## start SUPPLIED MATERIAL

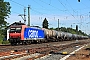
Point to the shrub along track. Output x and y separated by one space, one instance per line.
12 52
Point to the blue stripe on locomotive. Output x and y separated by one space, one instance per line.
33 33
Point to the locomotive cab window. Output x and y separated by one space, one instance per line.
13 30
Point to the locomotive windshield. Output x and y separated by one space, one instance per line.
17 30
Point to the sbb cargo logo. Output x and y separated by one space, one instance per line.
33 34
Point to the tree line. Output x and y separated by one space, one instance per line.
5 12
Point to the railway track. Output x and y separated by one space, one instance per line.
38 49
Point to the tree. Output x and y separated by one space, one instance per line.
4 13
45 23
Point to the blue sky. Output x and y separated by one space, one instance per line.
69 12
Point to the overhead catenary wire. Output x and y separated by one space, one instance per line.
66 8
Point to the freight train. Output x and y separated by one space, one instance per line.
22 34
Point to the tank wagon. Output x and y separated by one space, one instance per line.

## end SUPPLIED MATERIAL
## start SUPPLIED MATERIAL

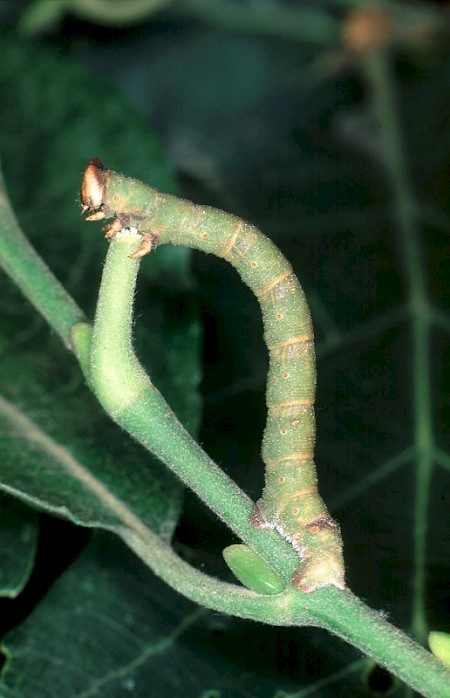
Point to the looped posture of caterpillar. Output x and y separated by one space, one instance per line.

## end SUPPLIED MATERIAL

■ **EXERCISE AIM**:
Locate every line in the listing above that contains the word "track", and copy each of those lines in full.

■ **WRITTEN SOLUTION**:
Point to the shrub along track. Output x and y separated by one space, one instance per line.
Point to the railway track. Output x and y separated by one space, one instance per line.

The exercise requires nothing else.